#### [Extract provided]
::::::::::

While computer hacking is nothing new, a recent spike in that trend takes on a whole new (and more terrifying) level: webcam hacking.
Hacking into a webcam doesn’t take a computer science mastermind. One simply needs to Google the following:“WJ-NT104 Main Page”. The very first link takes you to a store’s surveillance system, complete with four different camera viewpoints. Or better yet, one should go to this page and type in any of the 600+ links; they are all connected to live webcams.
“Some of those [live videos] are intended to be for the public,” said USF computer science professor Jeremy Rasmussen, “but others are security cams or nanny cams that people unfortunately connected without changing any of the default settings.”
Rasmussen is an information security consultant to government and commercial clients and an adjunct instructor in the USF Department of Computer Science and Engineering. He founded the USF Whitehatters Computer Security Club in 2006, which is a student organization that meets weekly to learn about computer security and participates in organized cyber security competitions.
“Anytime you are connected to the Internet, you are going to be at risk for that sort of attack,” says Rasmussen.
In 2011, Luis Mijangos was sentenced to six years in prison for hacking into 100+ computers through a virus he hid in popular songs or videos. After the victims downloaded the malicious software, he was able to get to their personal information, tap into their webcams, and see all the files on their computers—including explicit pictures.
“There are myriad attacks that come in through things like getting people to click on a link or open an email attachment with a specially crafted PDF file that drops a Trojan horse on your system,” explains Rasmussen. “There is even ‘legitimate’ software you can buy online from Amazon or Newegg that essentially allows you full control over someone else’s computer. Spectorsoft eBlaster is one example. It runs about $99 and is a stealthy program that collects keystrokes, emails, and yes, webcam sessions.”
Yet this type of privacy violation can be avoided with the right software and precautions.
“Having a built-in webcam on your laptop is certainly a privacy consideration,” says Rasmussen. “If you’re worried about it, you might consider disabling it through the Control Panel on Windows and just re-enable it when you need to use it.”
The video at the beginning of this article, aptly titled “Webcam,” has been circulating the Internet and was created to bring attention to this matter. The video was created by Stefan Haverkamp, Jan Jaworski, Branden Kramer and Tom Kropp, and it was filmed entirely using a Macbook Pro webcam. It is eerily realistic and will have you pasting a Post-It note over your webcam before the eight-minute video is done.
“In many cases, adversaries prey on victims who are easily manipulated into providing information, pictures, passwords, etc,” explains Rasmussen. “User awareness is the key. Pretty much don’t trust anyone on the Internet. Make sure you are connected to a trusted site via an encrypted channel. Don’t click on links or attachments, except perhaps in your reduced risk VM environment. And lastly–if you can help it—maybe you should just avoid taking racy pictures and videos of yourself. Those things tend to stay around forever. Just ask Paris Hilton, Scarlett Johansson, and Mila Kunis.”

::::::::::

#### [What is being asked]
Copy, without any changes, the part of the article on webcam hacking that opens with the words containing "In 2011, Luis" and closes with "computers—including explicit pictures.". The data after this point is separate material and has no connection to the article on webcam hacking.

::::::::::

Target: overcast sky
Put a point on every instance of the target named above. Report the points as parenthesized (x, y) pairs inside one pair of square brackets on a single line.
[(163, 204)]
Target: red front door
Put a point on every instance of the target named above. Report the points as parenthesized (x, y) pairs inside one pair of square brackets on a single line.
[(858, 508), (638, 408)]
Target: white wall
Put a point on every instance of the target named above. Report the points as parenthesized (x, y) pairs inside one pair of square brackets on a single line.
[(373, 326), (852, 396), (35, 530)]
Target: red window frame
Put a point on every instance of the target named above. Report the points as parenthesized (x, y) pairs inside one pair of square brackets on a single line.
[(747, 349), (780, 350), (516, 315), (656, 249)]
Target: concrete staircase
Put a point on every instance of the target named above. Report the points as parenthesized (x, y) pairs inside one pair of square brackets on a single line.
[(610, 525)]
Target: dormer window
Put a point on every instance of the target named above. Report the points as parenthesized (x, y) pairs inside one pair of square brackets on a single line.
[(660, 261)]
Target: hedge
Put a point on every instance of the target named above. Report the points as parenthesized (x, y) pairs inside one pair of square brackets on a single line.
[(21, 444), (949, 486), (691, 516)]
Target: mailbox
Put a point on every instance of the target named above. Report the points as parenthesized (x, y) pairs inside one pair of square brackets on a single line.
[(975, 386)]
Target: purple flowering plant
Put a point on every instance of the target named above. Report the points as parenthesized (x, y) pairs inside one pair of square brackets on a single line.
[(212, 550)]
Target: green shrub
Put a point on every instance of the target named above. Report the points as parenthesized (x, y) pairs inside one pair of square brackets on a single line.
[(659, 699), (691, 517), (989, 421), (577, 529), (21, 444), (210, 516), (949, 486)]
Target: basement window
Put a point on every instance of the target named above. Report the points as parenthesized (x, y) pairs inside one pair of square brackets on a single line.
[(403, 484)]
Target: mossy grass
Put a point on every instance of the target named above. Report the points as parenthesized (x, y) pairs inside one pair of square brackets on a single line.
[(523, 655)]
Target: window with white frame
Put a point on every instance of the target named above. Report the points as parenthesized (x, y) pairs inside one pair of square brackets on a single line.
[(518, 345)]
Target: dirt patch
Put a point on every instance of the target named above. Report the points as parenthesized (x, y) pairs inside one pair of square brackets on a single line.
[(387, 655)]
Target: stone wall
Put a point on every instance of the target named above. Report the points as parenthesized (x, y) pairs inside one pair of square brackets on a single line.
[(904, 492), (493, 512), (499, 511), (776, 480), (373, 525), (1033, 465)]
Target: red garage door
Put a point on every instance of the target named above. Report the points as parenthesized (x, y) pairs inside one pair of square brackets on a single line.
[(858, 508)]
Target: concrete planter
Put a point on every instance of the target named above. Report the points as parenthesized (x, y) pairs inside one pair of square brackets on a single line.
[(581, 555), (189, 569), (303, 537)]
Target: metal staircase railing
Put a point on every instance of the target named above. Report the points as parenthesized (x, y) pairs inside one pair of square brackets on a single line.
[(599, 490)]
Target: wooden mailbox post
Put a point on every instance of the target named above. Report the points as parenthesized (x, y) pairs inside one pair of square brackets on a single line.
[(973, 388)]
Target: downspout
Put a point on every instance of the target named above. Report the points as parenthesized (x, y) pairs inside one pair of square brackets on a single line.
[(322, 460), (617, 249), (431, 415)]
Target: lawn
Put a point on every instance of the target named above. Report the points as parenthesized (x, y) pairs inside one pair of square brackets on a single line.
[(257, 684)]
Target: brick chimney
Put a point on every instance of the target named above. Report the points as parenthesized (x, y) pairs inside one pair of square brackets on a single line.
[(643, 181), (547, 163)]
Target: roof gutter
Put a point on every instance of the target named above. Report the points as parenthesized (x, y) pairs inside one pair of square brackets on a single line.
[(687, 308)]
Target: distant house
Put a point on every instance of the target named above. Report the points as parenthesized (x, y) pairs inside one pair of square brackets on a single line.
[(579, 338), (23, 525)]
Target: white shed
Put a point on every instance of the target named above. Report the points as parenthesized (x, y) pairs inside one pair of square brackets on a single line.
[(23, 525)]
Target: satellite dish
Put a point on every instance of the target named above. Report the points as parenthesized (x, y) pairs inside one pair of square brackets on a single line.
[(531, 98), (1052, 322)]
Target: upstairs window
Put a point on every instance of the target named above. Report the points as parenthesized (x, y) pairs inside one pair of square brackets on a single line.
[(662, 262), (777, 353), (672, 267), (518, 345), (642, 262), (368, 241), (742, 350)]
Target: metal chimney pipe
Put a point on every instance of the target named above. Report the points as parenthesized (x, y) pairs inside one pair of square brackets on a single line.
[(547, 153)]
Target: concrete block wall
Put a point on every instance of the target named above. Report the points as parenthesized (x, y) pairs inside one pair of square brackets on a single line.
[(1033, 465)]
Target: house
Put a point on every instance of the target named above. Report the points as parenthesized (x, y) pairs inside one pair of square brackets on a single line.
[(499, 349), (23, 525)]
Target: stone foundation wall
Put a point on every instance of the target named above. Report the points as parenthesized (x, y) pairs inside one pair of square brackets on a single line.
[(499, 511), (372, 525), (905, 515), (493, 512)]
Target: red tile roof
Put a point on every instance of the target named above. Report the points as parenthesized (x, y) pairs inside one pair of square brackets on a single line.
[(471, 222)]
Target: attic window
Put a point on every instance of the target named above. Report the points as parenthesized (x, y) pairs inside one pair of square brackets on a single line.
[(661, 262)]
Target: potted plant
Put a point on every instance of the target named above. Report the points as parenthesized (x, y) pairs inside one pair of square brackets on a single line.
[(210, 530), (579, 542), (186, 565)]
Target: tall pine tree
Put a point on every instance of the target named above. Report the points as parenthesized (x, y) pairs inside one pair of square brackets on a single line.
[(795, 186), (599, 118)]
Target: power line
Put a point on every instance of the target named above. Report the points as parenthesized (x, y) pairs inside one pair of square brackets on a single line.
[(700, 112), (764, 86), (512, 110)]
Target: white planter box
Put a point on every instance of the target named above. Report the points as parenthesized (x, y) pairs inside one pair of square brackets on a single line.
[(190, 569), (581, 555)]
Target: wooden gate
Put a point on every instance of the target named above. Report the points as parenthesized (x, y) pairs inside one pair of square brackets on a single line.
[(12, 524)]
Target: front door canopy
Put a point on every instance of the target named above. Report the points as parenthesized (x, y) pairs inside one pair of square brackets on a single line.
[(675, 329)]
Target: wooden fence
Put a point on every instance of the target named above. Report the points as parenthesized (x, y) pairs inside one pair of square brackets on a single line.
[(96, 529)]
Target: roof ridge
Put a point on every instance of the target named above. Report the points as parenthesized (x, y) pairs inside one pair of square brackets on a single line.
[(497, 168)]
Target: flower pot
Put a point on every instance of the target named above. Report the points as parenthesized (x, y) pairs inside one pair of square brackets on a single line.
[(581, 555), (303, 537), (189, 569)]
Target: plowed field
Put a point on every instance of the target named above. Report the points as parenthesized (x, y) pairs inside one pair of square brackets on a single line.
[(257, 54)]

::::::::::

#### [Reply]
In 2011, Luis Mijangos was sentenced to six years in prison for hacking into 100+ computers through a virus he hid in popular songs or videos. After the victims downloaded the malicious software, he was able to get to their personal information, tap into their webcams, and see all the files on their computers—including explicit pictures.